Tareas y ejercicios:
1. Según el texto sobre el odio, ¿de qué es el odio el brazo armado?
2. Prosigue el texto sobre el odio a partir de su última frase.

Pasaje citado:
- - - - -

Simplemente ¡odio!

¿Cuál es el rostro del “odio” en nuestro tiempo? ¿Cómo lo definiría un diccionario del siglo XXI? Muchas personas podemos estar hundiéndonos en las arenas movedizas del odio sin darnos cuenta.

El odio es el brazo armado de la envidia.  Le hace todo el trabajo sucio. La envidia nunca da la cara; es acomplejada, travesti, solapada; pero encuentra en el odio y sus prácticas su mejor aliado.

Y ¿porqué hablar del odio ahora, al comenzar el verano del 2011?

Porque creo que en este momento está subiendo el termómetro del odio más de lo debido y puede explotar violentamente.

Hay odio hacia determinados políticos -a los cuales se les achacan todos los  males sociales que suceden-, hacia determinados eclesiásticos -cuyas iniciativas, proyectos o propuestas, ideas, son inmediatamente contestadas o condenadas-. Hay odio en el deporte y visceralmente se descalifica al que vence y se le crea un ambiente violento e irrespirable. Hay odios en las familias, en las comunidades que asumen el rostro del desprecio permanente, la ironía chulesca, la descalificación sin paliativos, los silencios bochornosos. Cuando el que odia escucha el nombre de la persona odiada, reacciona visceralmente de forma despectiva, violenta, sin matices y sin disculpas. Podríamos preguntarnos: ¿quiénes son hoy las personas más odiadas? ¿Qué instituciones son las más odiadas?

El odio divide la casa, la comunidad, el pueblo, la ciudad, la nación, el continente, la tierra. El odio no entiende de disculpa o comprensión. Suele tener fácil acceso a los medios de comunicación. Éstos se convierten con frecuencia en instrumentos del odio, aunque para ser periodísticamente correctos hablen de libertad de expresión. Hoy el odio se transmite en directo.

- - - - -

Datos proporcionados:
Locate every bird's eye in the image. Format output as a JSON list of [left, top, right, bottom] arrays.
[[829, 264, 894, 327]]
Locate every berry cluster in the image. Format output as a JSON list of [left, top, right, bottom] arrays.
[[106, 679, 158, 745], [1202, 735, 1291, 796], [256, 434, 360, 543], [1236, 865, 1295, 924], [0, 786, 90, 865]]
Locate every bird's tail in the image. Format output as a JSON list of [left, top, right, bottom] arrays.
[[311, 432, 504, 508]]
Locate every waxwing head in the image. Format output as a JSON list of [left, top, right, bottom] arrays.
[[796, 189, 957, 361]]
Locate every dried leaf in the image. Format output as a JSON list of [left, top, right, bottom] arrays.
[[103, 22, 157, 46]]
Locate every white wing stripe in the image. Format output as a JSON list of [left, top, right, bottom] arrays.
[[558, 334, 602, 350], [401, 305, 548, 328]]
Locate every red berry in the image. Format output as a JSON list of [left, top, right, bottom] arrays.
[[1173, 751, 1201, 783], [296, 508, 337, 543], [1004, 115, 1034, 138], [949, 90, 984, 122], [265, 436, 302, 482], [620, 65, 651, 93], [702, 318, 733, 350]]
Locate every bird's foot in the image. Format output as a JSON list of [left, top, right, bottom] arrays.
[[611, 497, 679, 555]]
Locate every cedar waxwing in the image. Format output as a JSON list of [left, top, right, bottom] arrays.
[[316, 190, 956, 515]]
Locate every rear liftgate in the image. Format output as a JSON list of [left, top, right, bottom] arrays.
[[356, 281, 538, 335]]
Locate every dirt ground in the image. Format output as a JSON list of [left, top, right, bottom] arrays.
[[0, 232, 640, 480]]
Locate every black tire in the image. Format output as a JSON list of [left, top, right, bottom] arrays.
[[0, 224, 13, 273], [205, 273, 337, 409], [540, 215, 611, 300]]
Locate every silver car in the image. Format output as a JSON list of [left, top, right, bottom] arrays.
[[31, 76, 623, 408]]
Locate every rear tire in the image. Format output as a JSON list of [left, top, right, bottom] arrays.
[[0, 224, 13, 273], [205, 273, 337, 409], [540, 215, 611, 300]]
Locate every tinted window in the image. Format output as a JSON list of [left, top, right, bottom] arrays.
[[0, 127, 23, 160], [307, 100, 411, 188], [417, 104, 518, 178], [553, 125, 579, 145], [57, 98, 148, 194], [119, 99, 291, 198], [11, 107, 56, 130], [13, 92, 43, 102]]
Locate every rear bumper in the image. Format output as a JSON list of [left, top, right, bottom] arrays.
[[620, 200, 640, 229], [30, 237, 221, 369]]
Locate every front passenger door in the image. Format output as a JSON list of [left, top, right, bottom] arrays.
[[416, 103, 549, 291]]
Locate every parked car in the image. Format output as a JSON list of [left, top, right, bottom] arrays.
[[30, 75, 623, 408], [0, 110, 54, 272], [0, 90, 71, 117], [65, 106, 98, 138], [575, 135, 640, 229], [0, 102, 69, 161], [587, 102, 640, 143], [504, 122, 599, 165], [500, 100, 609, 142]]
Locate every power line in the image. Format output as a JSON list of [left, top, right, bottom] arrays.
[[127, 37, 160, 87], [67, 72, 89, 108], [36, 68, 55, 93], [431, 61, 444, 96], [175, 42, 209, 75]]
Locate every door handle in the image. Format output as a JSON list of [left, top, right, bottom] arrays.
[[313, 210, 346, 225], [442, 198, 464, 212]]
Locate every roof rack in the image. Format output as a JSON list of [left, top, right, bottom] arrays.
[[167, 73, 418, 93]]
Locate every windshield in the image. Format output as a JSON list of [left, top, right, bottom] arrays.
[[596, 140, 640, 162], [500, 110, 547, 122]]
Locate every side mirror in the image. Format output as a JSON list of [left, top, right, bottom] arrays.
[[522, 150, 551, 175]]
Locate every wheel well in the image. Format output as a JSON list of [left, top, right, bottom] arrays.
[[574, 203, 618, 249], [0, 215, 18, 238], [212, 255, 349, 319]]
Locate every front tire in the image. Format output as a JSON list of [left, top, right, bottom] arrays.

- - - - -

Resultados finales:
1. De la envidia.

2.
El odio es omnipresente. Rechaza su nombre. Pocas personas, especialmente en el ámbito de la religión cristiana, reconocerán que odian. Incluso cuando alguien dice “¡lo odio!”, trata de dejar claro que está hablando medio en bromas, medio en veras. El odio existe. Es más común de lo que parece. Tiene un rostro tal vez más civilizado, más distendido. Pero ahí está como una pesadilla.

Odiar es rechazar a alguien, desecharlo, echarlo. Para ello hay que tener razones. Y, por eso, cuando odiamos a alguna persona, acompañamos nuestro odio con mil razones. Cualquier indicio nos parece bueno con tal de sospechar, cualquier traspié nos incita a la ironía y la burla de quien odiamos. A la persona odiada se le imponen todas las anti-medallas posibles. Y todo ello responde a la necesidad de justificación de un sentimiento que nos parece feo, antiestético.

El odio tiene su origen en un deseo no cumplido, en una petición no escuchada, en un clamor no atendido. Odio a quien se resiste a modificarse según mis deseos. Cuando es así queda anidado en mi corazón un sentimiento negativo, o un re-sentimiento. No nos gusta que nos llamen “resentidos”; hasta nos humilla; buscamos otras palabras “más adecuadas”, (¡eufemismos! al fin y al cabo). Reconocer nuestro resentimiento es antiestético. Preferimos negarlo: ¡yo no odio! ¡y mucho menos todavía a esa persona! ¡Además, esa persona no me interesa en absoluto! Pero ¡vaya si me interesa! En mi intimidad su evocación me disturba no pocas veces. En público, basta que se toque la tecla, para que yo salte y de una manera más o menos cortés, manifieste mi repulsión o mi descalificación.

Yo me imagino que ese objeto de odio es un dato objetivo. Que tengo fundadas razones para desechar a esa persona. Pero si me observo con más detención, descubro que mi odio es algo mío: algo que está sucediendo en mí, o me está sucediendo a mí. Decía Hermann Hesse que “cuando odiamos a alguien odiamos en su imagen algo que está dentro de nosotros”. El odio manifiesta que tengo en casa un huesped indeseado. Que esa persona reside en mi intimidad. Me interesa muchísimo, hasta demasiado. La estoy echando de casa siempre que puedo, pero, por otra parte, no hago nada para desprenderme definitivamente de ella. Así puedo seguir echándola. El problema del odio consiste en esto, en que el sujeto se encuentra poseído por el objeto odiado. La vinculación con el objeto odiado es una pesadilla.

¡Qué mecanismo tan estúpido éste del odio! ¡Qué estupido soy cuando me dejo llevar por el odio! Pienso que descalifico a otro, cuando en realidad me estoy descalificando yo mismo. Odiar es cultivar una zona oscura en nosotros, es alimentar -en su horrible atracción y seducción- un agujero negro en el corazón.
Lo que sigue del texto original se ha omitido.